SOURCE EXCERPT »
= = = =
Oil funds to be invested overseas

Finance Minister Winston Jordan

…Central Bank proposed as operational manager for Sovereign Wealth Fund
…broad-based investment committee to be set up

IN order to become sustainable and achieve all of its objectives, the National Resources Fund (NRF) must also invest in overseas financial instruments. This is according to government’s ‘green’ paper managing future petroleum revenues and the establishment of a fiscal rule and a sovereign wealth fund.

The green paper was on Wednesday laid in the National Assembly by Finance Minister Winston Jordan. It says that the Economically and Fiscally Stable Account (EFSA) would determine how much is transferred to the national budget and the balance would be invested in overseas markets in order to minimize the risk of creating economic instability locally.

“It is the investment in overseas assets that would serve to ensure that the country has a long-term stable source of income which would allow for the Fund to meet its stabilization and inter-generational savings objectives. Very safe investments would be mandatory so that the first US$500M and at least three times the expected annual withdrawal would be invested in very safe investments. “This would ensure that the Fund meets short term stabilization and cash management,” the paper noted.
= = = =
SOURCE DATA »
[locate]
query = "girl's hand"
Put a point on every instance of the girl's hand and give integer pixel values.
= = = =
WRITTEN INSTRUCTION »
Reproduce the passage of the oil funds article between "Oil funds to" and "economic instability locally.", inclusive.

EXERCISE SOLUTION »
Oil funds to be invested overseas

Finance Minister Winston Jordan

…Central Bank proposed as operational manager for Sovereign Wealth Fund
…broad-based investment committee to be set up

IN order to become sustainable and achieve all of its objectives, the National Resources Fund (NRF) must also invest in overseas financial instruments. This is according to government’s ‘green’ paper managing future petroleum revenues and the establishment of a fiscal rule and a sovereign wealth fund.

The green paper was on Wednesday laid in the National Assembly by Finance Minister Winston Jordan. It says that the Economically and Fiscally Stable Account (EFSA) would determine how much is transferred to the national budget and the balance would be invested in overseas markets in order to minimize the risk of creating economic instability locally.